→ **To do**
Please render the material from the line with "the low stone" to the line with "68], [152, 64]]", both included, as a Markdown table with a Number column counting the rows and a Text column holding each line, leaving out blank lines.

→ **Data provided**

■ ■ ■ ■

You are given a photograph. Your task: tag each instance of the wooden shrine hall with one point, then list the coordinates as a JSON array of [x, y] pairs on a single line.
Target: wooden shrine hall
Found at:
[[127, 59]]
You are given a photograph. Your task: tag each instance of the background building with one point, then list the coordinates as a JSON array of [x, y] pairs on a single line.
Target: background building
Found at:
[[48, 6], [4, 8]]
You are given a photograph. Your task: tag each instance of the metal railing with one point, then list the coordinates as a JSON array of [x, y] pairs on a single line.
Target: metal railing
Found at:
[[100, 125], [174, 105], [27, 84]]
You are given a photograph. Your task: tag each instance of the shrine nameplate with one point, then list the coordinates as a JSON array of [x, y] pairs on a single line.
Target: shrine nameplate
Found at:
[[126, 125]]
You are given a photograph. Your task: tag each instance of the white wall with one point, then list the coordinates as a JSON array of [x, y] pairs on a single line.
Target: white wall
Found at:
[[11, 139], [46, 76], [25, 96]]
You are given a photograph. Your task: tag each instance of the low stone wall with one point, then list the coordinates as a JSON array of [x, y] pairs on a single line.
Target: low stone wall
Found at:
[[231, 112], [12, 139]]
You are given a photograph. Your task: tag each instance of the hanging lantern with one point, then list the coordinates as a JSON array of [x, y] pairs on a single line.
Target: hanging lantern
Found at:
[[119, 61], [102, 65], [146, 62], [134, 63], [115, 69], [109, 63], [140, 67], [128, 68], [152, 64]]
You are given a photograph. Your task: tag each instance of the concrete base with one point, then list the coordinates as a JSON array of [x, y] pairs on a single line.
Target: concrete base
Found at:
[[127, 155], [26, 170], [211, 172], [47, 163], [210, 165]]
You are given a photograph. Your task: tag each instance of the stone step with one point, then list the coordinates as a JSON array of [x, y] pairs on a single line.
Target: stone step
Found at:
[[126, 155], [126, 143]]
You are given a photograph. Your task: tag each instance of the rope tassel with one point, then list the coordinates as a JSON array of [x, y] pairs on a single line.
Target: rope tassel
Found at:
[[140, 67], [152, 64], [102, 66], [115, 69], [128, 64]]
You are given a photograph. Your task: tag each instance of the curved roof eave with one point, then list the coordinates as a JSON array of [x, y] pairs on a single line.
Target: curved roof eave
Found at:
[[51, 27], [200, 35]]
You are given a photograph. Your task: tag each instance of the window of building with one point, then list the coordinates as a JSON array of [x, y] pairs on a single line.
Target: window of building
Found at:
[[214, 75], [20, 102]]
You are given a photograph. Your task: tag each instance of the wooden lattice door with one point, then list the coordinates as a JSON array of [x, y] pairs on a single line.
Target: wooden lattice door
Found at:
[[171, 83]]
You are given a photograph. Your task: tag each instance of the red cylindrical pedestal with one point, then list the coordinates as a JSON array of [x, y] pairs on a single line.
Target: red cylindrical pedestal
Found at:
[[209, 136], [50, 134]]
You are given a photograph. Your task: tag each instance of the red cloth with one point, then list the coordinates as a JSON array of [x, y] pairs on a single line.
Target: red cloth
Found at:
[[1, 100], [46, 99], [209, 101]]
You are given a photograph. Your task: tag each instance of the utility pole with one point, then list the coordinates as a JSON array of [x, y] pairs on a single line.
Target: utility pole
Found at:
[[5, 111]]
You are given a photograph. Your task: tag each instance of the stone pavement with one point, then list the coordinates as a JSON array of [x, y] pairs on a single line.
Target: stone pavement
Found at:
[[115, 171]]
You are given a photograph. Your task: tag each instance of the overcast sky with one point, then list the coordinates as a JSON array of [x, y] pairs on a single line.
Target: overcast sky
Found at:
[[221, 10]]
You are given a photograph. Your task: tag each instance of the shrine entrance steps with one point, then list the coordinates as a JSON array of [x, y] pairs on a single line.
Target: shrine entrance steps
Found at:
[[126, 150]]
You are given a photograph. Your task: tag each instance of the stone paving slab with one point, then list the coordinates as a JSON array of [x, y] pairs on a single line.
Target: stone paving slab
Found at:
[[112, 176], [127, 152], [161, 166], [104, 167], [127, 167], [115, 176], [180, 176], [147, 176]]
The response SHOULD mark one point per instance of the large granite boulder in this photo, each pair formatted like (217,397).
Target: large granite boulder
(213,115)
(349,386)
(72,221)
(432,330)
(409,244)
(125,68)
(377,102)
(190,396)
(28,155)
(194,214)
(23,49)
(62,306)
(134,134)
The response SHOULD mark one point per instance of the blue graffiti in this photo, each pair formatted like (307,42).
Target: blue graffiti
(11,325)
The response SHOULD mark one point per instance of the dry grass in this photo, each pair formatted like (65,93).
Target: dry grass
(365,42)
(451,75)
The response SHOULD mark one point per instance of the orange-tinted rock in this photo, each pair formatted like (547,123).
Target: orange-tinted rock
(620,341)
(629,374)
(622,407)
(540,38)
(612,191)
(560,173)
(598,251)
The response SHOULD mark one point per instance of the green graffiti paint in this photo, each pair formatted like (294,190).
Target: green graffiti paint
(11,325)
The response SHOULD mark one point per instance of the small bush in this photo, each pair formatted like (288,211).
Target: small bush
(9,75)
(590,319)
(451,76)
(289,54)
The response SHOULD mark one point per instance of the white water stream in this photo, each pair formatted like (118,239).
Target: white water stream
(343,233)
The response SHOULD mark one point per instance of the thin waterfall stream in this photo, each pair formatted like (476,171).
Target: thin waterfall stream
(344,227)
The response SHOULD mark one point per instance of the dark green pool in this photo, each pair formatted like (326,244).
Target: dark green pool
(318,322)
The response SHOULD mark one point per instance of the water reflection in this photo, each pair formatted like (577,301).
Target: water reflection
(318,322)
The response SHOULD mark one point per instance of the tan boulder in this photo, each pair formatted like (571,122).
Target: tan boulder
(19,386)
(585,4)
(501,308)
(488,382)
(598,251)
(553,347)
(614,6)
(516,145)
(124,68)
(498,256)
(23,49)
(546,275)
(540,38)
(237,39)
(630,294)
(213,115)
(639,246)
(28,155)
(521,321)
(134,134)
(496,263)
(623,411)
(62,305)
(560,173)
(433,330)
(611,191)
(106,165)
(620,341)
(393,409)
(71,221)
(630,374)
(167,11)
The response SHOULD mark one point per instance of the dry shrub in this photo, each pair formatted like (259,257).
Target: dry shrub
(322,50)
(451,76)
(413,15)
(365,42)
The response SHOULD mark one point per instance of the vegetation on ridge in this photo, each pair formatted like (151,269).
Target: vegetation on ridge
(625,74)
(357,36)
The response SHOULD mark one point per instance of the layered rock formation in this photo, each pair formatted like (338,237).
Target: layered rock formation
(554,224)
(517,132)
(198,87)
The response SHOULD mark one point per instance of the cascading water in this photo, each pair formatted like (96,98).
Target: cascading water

■ ■ ■ ■

→ **Response for this exercise**
| Number | Text |
|---|---|
| 1 | You are given a photograph. Your task: tag each instance of the low stone wall with one point, then list the coordinates as a JSON array of [x, y] pairs on a single line. |
| 2 | Target: low stone wall |
| 3 | Found at: |
| 4 | [[231, 112], [12, 139]] |
| 5 | You are given a photograph. Your task: tag each instance of the hanging lantern with one point, then list the coordinates as a JSON array of [x, y] pairs on a single line. |
| 6 | Target: hanging lantern |
| 7 | Found at: |
| 8 | [[119, 61], [102, 65], [146, 62], [134, 63], [115, 69], [109, 63], [140, 67], [128, 68], [152, 64]] |